Lately I've been feeling rather "dumped" for the lack of better words. I'm feeling lost in the area of relationships. Not with my husband or family, but with my friends. The ones closest to me. The ones I've grown with, found success with. Laughed with and cried with. They are part of your eveyday's, part of your thought processes and then all of a sudden. gone. not there. It's hard. I know everyone is busy and likely I am one of the busiest, but I chose this. Happily chose it. What some may not understand is that I not know much else then to be "busy". I'm so in love with my job and could not imagine NOT doing what I do. So it may be hard for me to say no at times. It's certainly something I'm trying to work on. We also chose to have three children, we choose to put them in activities that may eat up our summer evenings. And we are so very okay with that.
I'm finding it hard to spend time with my closest girls. Then my mind starts to drift. Perhaps they don't want to spend time with me. Maybe I upset them or they're just done with being around Joc and her chaos. Or maybe they feel the mom guilt to not spending time with their girls and rather going to that soccer game with the kiddos instead. Over all I am pretty kick ass with balance and making it all work but this part... I suck. And how many texts are too many? How many random times do you keep trying and when does one just give up? I know everyone grows and changes and that is just part of life. But sometimes it just plain hurts. Being kicked to the curb hurts. because they've found something or someone better. Simply because I don't have the same beliefs as someone.. I find this religion thing such a hard subject and so disturbing... how one says all is welcomed and everyone matters yet I get kicked to the curb? just doesn't make any sense to me. Over all it's sad as it's created SO many of our world's problems. Why can't everyone just love everyone just the way they are. ugh... sorry this is a WHOLE other blog post! yikes.
Woman are tricky people. They can be so sweet and kind, nurturing and trustworthy and then awful and sour, cold and hurtful. Most all times, without even knowing it or knowing it and coming off as "i don't know what you're talking about" to others. Some days I wish I were a man. Not only to piss standing up but to not feel so much, to not care so much. just brush it off the shoulder and move on. I honestly don't think it's in our dna to do so. Woman are far too complex. I feel badly for boys trying to figure us out.
so here I am again with this writing thing. I'm really trying to make this good for ya but again, it's just not my cup of joe. I'll get better, I promise. This was a "get it off my chest" kind of day or few months rather. Just so much weighing on my mind as I ask myself "why not me" sometimes.
SO here's to embracing new friendships and trying to move forward. Taking the past as growth and keeping those beautiful moments locked into the happy times shared. I will work to better myself for me and whomever follows my journey with me will be there. I think that's all I can do.

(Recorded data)
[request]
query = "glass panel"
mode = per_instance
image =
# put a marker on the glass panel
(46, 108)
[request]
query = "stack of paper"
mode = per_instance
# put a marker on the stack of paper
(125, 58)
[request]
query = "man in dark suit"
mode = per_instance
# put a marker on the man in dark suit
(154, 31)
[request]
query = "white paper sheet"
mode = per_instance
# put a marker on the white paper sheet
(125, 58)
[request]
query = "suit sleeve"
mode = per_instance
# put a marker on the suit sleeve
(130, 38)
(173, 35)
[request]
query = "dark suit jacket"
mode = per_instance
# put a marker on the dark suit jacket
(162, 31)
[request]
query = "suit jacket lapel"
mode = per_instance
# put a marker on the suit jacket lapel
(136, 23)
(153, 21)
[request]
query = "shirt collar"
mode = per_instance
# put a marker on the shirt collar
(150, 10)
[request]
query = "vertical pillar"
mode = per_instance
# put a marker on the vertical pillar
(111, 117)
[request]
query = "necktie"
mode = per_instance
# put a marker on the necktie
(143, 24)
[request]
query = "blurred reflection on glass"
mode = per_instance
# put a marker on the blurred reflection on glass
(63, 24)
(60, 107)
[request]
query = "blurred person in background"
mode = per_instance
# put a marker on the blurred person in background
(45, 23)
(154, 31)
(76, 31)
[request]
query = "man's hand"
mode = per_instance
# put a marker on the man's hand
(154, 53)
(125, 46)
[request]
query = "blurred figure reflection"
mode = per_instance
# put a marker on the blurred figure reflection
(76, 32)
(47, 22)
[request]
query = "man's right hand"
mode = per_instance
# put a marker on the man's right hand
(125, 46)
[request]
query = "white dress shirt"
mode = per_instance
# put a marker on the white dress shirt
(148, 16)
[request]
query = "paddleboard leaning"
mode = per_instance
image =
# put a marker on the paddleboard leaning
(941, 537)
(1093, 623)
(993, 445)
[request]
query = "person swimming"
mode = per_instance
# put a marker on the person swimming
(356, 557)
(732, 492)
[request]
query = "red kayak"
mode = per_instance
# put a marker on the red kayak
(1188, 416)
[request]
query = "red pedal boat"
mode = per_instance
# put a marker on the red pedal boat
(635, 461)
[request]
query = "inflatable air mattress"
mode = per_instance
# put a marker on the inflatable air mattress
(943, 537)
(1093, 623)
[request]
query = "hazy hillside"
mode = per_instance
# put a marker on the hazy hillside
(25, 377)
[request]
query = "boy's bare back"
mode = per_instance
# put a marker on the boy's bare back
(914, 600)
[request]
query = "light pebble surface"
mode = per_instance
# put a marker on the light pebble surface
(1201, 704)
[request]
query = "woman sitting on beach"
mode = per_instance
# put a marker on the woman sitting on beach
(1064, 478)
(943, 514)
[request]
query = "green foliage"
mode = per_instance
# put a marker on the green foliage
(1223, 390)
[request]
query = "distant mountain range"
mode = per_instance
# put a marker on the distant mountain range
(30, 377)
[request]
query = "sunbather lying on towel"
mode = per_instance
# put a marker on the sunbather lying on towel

__EXERCISE A__. Copy the part of the blog post about fading friendships that begins at the words "Woman are tricky" and stops after "figure us out.", swapping "trustworthy" for "reliable".
__EXERCISE B__. In the blog post about fading friendships, how many children does the writer say the family chose to have?

__RESPONSE AREA A__.
Woman are tricky people. They can be so sweet and kind, nurturing and reliable and then awful and sour, cold and hurtful. Most all times, without even knowing it or knowing it and coming off as "i don't know what you're talking about" to others. Some days I wish I were a man. Not only to piss standing up but to not feel so much, to not care so much. just brush it off the shoulder and move on. I honestly don't think it's in our dna to do so. Woman are far too complex. I feel badly for boys trying to figure us out.

__RESPONSE AREA B__. Three children.